## Source extract:
BEGIN

HELD AT JOHANNESBURG CASE NO: JR1785/2001


In the matter between:


ADVOCATE LEGODI JOSIAS BOALE Applicant


and


NATIONAL PROSECUTING AUTHORITY OF SOUTH AFRICA First Respondent


MR LUPHONDO Second Respondent


MR K R MATHENJWA Third Respondent



JUDGMENT



FRANCIS J



1. The applicant, who is employed as a prosecutor, was charged by the first respondent with ten acts of misconduct. He is currently on suspension on full pay. He appeared at an internal disciplinary hearing and at the end of the first respondent’s case, applied for an acquittal in terms of section 174 of the Criminal Procedure Act 51 of 1977. The application was refused by the second respondent. On 22 November 2001, the applicant brought an application to review and set aside the second respondent’s decision in refusing to acquit him.


1. On 18 January 2002, the first respondent filed a record of the proceedings which consisted of 38 audio cassettes in terms of Rules 7A(2)(B) and 7A(3) of the Rules of this Court (“the Rules”).


1. On 30 May 2002, the first respondent brought an application in terms of Rule 11 of the Rules for an order to dismiss the review application alternatively for an order to direct the applicant to comply with Rule 7A(5), Rule 7A(6) and Rule 7A(7) of the Rules. On 13 June 2002, the applicant served and filed a portion of what he deemed to be the relevant portion of the record of the disciplinary proceedings. The remaining nineteen audio cassettes were not transcribed.

END

## Stored items:

BEGIN

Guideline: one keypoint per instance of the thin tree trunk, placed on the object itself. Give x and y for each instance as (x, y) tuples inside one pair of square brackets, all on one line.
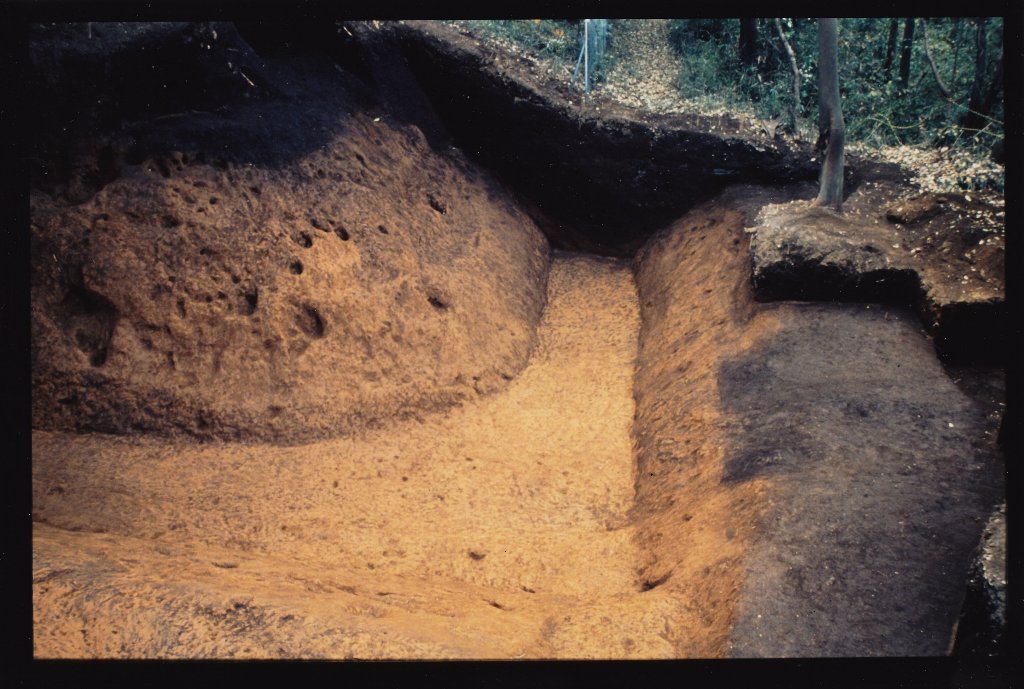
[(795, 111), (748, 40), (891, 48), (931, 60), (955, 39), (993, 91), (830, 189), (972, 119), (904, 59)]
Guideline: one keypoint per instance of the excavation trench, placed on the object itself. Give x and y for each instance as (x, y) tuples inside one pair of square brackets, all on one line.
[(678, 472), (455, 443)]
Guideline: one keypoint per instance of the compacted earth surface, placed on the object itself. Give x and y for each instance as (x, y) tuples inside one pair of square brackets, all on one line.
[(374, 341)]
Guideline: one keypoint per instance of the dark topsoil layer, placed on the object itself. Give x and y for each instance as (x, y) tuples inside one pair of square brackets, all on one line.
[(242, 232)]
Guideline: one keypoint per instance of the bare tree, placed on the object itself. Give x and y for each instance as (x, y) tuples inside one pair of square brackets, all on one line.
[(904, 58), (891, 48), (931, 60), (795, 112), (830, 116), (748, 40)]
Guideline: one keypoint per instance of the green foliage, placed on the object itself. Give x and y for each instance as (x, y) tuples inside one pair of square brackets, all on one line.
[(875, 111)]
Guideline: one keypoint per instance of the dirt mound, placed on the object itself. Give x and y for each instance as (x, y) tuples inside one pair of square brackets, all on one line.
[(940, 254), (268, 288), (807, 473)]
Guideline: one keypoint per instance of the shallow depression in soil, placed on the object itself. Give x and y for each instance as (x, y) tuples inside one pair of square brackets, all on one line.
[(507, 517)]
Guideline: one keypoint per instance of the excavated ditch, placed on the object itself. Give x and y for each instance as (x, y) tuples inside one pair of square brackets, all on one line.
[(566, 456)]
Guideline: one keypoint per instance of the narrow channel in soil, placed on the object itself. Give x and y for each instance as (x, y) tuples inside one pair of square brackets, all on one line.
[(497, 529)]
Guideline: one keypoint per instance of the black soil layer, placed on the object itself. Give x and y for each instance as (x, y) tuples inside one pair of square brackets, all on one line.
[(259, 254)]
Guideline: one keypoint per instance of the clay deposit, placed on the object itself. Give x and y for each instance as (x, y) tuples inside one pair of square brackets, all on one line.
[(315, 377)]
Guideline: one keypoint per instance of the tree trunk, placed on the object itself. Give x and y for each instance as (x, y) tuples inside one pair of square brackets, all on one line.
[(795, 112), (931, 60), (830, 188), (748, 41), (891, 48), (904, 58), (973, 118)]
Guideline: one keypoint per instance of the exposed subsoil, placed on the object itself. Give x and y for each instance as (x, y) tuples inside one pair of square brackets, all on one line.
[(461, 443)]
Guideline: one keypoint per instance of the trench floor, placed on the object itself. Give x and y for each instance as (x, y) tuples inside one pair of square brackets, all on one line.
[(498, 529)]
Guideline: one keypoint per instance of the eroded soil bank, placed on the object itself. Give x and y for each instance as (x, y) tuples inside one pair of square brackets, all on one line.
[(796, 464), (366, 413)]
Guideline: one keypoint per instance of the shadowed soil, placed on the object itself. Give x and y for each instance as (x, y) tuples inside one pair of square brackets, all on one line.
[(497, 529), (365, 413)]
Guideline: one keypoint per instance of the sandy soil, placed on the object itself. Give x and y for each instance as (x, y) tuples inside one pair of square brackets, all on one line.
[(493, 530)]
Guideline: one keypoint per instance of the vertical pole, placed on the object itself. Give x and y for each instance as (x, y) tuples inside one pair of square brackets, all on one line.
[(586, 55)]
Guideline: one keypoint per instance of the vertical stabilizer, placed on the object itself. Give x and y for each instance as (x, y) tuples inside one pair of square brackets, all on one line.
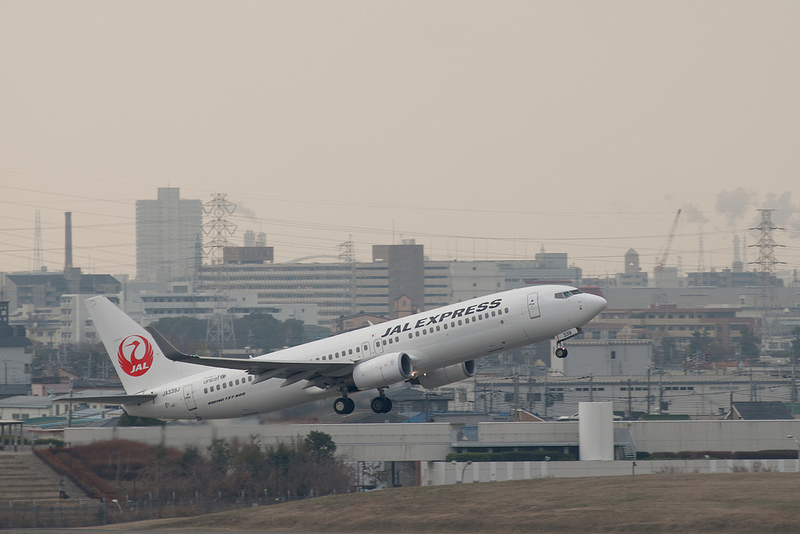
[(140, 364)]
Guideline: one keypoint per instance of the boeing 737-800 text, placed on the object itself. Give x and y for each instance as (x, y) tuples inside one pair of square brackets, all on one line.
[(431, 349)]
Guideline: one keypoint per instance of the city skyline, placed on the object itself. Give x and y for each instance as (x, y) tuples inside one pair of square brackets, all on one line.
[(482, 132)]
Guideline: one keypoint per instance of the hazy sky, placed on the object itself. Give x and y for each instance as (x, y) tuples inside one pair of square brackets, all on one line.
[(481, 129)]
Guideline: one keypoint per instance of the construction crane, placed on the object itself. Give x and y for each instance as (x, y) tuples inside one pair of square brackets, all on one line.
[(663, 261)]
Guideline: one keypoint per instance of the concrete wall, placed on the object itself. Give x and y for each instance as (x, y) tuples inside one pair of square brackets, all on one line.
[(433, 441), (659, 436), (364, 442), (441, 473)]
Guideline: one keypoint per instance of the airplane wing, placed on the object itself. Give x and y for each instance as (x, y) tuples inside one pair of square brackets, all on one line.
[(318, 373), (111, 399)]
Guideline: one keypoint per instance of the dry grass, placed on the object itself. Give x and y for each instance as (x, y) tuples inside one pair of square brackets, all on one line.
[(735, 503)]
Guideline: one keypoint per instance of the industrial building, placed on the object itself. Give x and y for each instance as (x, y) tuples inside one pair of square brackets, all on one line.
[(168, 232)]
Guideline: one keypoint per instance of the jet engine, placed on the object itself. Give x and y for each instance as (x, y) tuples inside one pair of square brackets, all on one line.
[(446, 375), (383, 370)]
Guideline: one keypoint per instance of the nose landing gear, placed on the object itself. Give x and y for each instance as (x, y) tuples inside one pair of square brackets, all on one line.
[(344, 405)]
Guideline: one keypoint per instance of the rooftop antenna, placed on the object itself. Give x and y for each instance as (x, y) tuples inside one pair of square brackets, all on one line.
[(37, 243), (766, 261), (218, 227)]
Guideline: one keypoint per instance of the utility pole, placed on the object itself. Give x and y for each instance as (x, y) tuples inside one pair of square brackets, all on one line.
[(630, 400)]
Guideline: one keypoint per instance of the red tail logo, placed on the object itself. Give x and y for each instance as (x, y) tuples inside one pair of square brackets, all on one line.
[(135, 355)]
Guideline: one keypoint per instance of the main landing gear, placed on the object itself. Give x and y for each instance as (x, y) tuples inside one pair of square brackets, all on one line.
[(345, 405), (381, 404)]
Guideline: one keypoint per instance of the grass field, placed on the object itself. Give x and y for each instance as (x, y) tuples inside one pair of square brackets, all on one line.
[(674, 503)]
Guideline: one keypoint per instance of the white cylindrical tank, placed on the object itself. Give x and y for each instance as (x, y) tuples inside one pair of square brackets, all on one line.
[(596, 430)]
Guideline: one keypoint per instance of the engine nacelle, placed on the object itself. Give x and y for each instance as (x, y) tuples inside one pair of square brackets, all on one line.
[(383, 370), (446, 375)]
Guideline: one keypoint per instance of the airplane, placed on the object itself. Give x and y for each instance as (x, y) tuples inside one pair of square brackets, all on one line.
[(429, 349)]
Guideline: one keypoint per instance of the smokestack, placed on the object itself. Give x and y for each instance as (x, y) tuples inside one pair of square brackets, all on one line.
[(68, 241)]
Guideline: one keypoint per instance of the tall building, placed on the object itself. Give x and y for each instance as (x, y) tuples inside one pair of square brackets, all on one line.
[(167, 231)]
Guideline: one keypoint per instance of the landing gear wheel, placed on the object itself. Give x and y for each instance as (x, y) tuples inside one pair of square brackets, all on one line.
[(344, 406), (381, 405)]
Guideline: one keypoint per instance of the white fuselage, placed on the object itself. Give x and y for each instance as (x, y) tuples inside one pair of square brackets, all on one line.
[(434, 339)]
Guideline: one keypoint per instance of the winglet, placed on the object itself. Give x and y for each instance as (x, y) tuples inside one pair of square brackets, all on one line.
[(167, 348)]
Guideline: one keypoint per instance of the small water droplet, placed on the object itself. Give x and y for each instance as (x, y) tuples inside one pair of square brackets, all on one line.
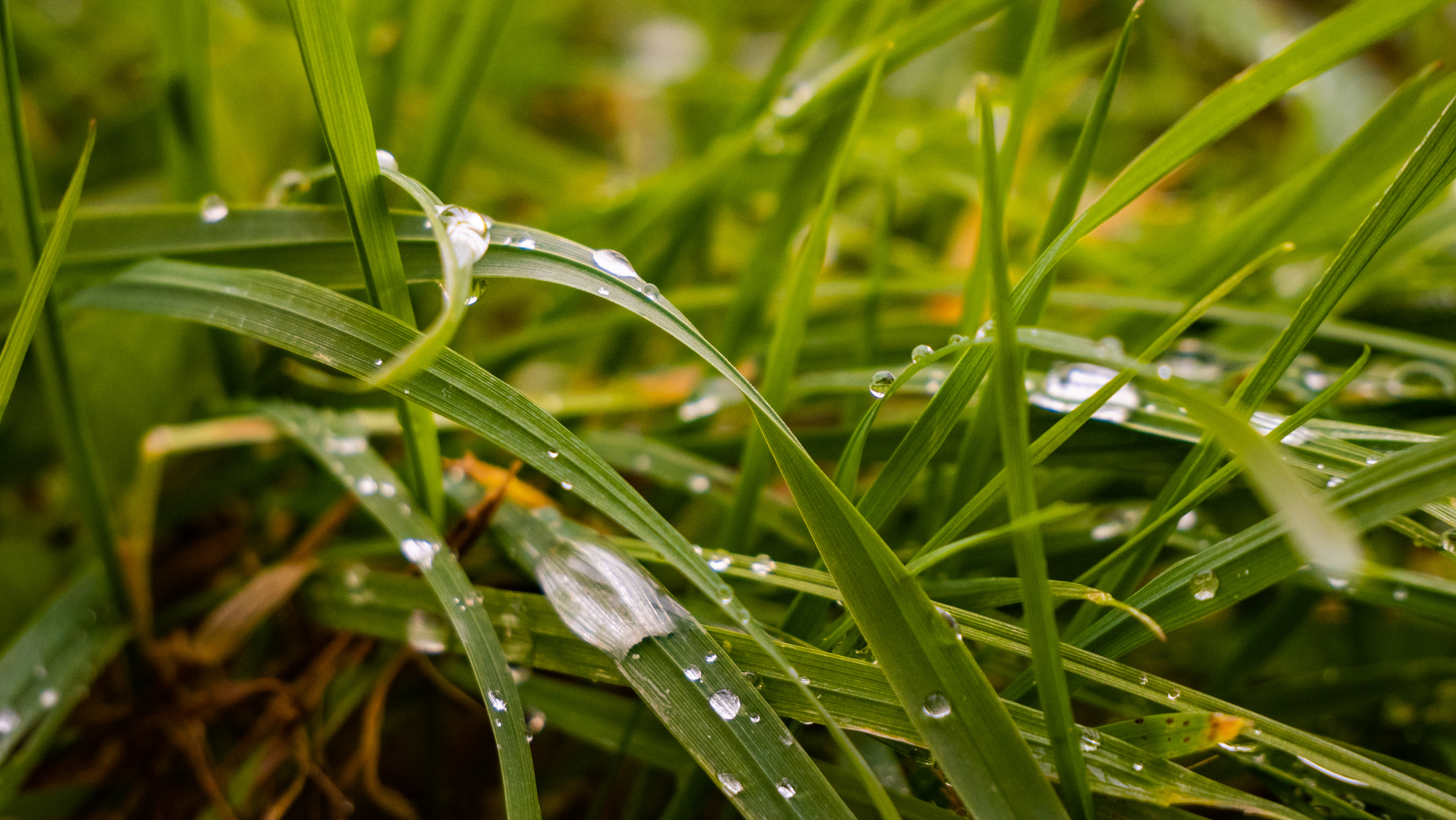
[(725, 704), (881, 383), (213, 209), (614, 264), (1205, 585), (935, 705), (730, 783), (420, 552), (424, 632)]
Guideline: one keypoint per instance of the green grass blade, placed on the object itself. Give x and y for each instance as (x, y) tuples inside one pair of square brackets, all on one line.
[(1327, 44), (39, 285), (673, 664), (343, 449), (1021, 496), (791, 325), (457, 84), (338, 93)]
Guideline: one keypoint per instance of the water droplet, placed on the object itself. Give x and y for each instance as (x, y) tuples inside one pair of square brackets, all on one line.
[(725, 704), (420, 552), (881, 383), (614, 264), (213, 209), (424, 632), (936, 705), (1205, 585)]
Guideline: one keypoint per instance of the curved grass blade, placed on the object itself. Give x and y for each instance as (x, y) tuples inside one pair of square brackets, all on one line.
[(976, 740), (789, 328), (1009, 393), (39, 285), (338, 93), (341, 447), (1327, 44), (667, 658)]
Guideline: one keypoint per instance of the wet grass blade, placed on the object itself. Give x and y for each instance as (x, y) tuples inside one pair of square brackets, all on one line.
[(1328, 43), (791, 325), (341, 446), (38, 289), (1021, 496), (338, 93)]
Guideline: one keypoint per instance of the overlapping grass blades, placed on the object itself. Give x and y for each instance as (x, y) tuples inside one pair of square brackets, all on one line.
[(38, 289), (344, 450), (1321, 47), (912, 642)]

END

## Exercise tasks:
• 1. List every calendar date given in the numbered paragraphs of the judgment.
• 2. Summarize the judgment in two sentences.

## The solutions:
• 1. 22 November 2001, 18 January 2002, 30 May 2002, 13 June 2002

• 2. A prosecutor charged by the first respondent with ten acts of misconduct applied at his internal disciplinary hearing for an acquittal under section 174 of the Criminal Procedure Act, and after the second respondent refused it, he applied to have that decision reviewed and set aside. The first respondent filed a record of 38 audio cassettes and later applied under Rule 11 to dismiss the review or to direct the applicant to comply with Rule 7A, after which the applicant filed only the portion he deemed relevant, and the remaining nineteen cassettes were not transcribed.